> GIVEN PROBLEM: Pictures stay out of the copy; set down each line of the listing below exactly.

> DATA SUPPLIED:
"""

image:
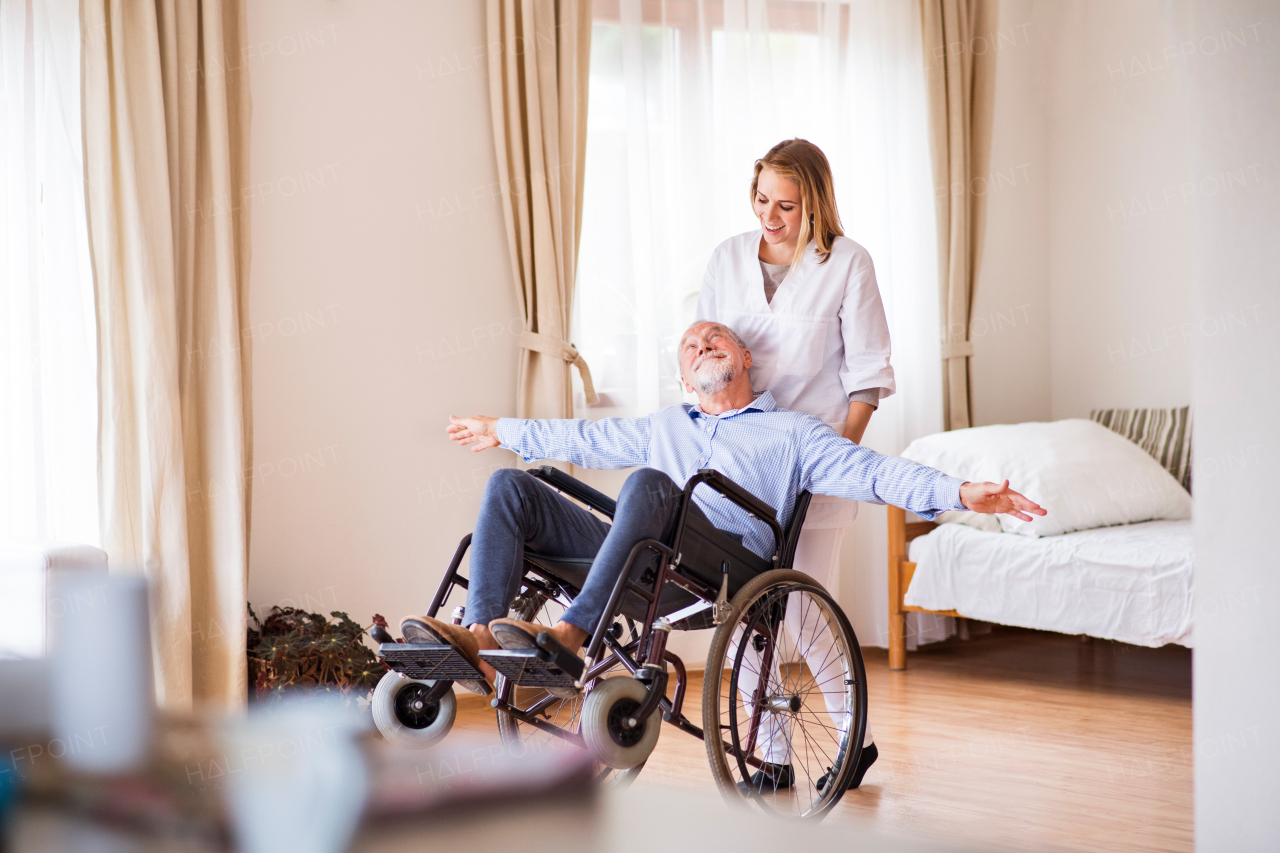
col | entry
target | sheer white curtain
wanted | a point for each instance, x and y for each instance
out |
(48, 342)
(684, 96)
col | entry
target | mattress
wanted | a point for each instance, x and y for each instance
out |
(1129, 583)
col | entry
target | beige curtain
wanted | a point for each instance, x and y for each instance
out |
(539, 59)
(960, 56)
(165, 154)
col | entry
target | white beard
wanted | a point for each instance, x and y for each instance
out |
(714, 374)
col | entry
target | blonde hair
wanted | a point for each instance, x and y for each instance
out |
(804, 163)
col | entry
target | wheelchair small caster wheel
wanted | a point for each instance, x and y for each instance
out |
(606, 715)
(406, 715)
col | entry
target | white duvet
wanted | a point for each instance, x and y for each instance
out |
(1129, 583)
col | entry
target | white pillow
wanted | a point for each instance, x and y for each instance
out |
(1084, 474)
(978, 520)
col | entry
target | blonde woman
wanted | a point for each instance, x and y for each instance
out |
(804, 299)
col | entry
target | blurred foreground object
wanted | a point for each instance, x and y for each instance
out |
(27, 570)
(302, 776)
(101, 687)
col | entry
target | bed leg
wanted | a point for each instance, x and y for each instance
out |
(897, 641)
(896, 616)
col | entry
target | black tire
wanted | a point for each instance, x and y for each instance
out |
(519, 738)
(603, 730)
(800, 702)
(403, 719)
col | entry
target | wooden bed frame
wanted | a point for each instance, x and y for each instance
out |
(900, 571)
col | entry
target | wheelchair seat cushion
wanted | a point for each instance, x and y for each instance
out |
(704, 552)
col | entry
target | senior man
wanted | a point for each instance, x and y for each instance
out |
(773, 452)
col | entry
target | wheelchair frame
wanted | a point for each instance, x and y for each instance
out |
(645, 656)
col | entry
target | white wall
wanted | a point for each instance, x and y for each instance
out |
(1119, 227)
(1083, 297)
(380, 296)
(1010, 327)
(1237, 392)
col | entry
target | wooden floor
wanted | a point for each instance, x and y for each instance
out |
(1022, 739)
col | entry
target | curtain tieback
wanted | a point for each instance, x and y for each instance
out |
(548, 345)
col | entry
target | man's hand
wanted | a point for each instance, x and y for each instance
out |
(479, 430)
(988, 497)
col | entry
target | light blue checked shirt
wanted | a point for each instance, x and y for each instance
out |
(772, 452)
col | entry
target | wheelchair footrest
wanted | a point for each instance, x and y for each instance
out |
(428, 661)
(535, 667)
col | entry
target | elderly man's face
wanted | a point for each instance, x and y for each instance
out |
(711, 359)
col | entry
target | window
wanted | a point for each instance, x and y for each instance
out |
(48, 340)
(684, 97)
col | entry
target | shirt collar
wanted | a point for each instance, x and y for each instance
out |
(764, 402)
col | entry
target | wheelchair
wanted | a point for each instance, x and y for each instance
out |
(784, 682)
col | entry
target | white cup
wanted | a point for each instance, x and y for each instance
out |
(293, 776)
(101, 692)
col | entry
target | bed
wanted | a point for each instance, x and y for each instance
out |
(1128, 582)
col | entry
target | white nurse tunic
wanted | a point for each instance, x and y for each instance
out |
(822, 338)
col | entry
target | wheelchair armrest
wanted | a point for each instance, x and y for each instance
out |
(716, 480)
(789, 548)
(576, 489)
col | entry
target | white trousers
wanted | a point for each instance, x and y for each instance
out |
(818, 556)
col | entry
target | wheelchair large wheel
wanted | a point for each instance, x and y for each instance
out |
(405, 717)
(807, 708)
(519, 738)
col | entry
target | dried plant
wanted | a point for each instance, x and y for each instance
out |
(292, 648)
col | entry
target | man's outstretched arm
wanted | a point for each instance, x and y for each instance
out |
(832, 465)
(612, 442)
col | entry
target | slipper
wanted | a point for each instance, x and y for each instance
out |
(516, 635)
(426, 630)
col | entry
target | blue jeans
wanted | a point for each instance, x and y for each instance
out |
(517, 511)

"""

> FULL SOLUTION:
image:
col | entry
target | sheer white curtain
wanted | a point for each instance, x and y for each instance
out |
(48, 342)
(684, 96)
col | entry
target | mattress
wanted | a point for each instance, x and y for each instance
out |
(1129, 583)
col | entry
target | beige curtain
wanted | a point for each instance, x and y for each instance
out |
(539, 59)
(960, 56)
(165, 154)
col | entry
target | white beard
wanted | a point for each instance, x and y for each instance
out |
(714, 374)
col | entry
target | blonde hair
wanted | a point for each instance, x and y for each instance
out |
(804, 163)
col | entry
target | wheelchair small caster wheel
wanted | a point for each instance, x and y for each instance
out |
(606, 715)
(406, 715)
col | entry
target | white duvet
wanted | a point for each instance, x and y for each instance
out |
(1129, 583)
col | entry
target | white pillow
wanted | a point for each instance, x and y for each instance
out |
(1084, 474)
(978, 520)
col | entry
target | blonde woman
wanted | a point for each instance, x and y for each instance
out |
(804, 299)
col | entry
target | blurred foreground object
wanted | a point for each instance, x and y for each instance
out |
(27, 570)
(302, 776)
(101, 687)
col | entry
target | bed leg
wanted | a point for each instance, x and y for each instance
out |
(897, 641)
(896, 616)
col | entry
target | black tire
wanted | a point for each instance, x and y for each instance
out |
(519, 738)
(603, 730)
(800, 702)
(403, 719)
col | entry
target | wooden bed frame
wanted | a point for each instance, x and y for each instance
out |
(900, 571)
col | entry
target | wheelchair seat cushion
wanted | a point for each instance, x and y for each instance
out |
(704, 552)
col | entry
target | senior man
wanted | a point for each instance, x and y for each instance
out |
(773, 452)
col | entry
target | wheelchair frame
wanted | a point for each instance, x and y for each instance
out |
(645, 656)
col | entry
target | white wall
wanted | a point for each instance, x and y for each instance
out |
(1119, 227)
(1083, 297)
(380, 296)
(1010, 327)
(1237, 392)
col | entry
target | wooden floor
wanted | a point for each instance, x and y for each instance
out |
(1022, 739)
col | entry
target | curtain tieback
wanted | a point for each instance, x and y for each instance
out |
(548, 345)
col | entry
target | man's hand
wanted | a point for each instance, x and y for each instance
out |
(479, 430)
(988, 497)
col | entry
target | light blue checked shirt
wanted | a point for each instance, x and y for each instance
out |
(772, 452)
col | entry
target | wheelchair footrest
wanted | a point for each instance, x and y for each instance
out |
(428, 661)
(535, 667)
col | entry
target | elderly man's face
wanted | a point for each instance, x and y for each instance
out |
(711, 359)
col | entry
target | window
wanted | a point for each instance, x and y for each instance
out |
(48, 340)
(684, 97)
col | entry
target | shirt collar
wanted | a point for each instance, x and y for each instance
out |
(764, 402)
col | entry
target | wheelchair
wanted | a point for each instance, x and y for each instance
out |
(784, 682)
col | entry
target | white cup
wanted | a point for each instance, x and y for each instance
out |
(293, 776)
(101, 692)
col | entry
target | bed
wanted | a point for each instance, x and y for each instance
out |
(1128, 582)
col | entry
target | white nurse tunic
wanted | a point for each instance, x and y for each instance
out |
(822, 338)
col | entry
target | wheelchair armrest
wanted | a point for each instance, x and y for each instance
out |
(716, 480)
(789, 548)
(576, 489)
col | entry
target | white trousers
wanted | a point for each instance, x and y for each instance
out |
(818, 556)
col | entry
target | wheelchair large wheel
wanted | a point for each instance, x and y for each instance
out |
(405, 717)
(807, 708)
(519, 738)
col | entry
target | dried plant
wanted | a point for each instance, x and y for each instance
out |
(292, 648)
col | entry
target | man's outstretched arm
wanted | a point for each instance, x and y for each instance
out |
(832, 465)
(612, 442)
col | entry
target | slipper
wanted | a point for each instance, x and y for each instance
out |
(516, 635)
(426, 630)
col | entry
target | blue jeans
wanted | a point for each instance, x and y for each instance
out |
(517, 511)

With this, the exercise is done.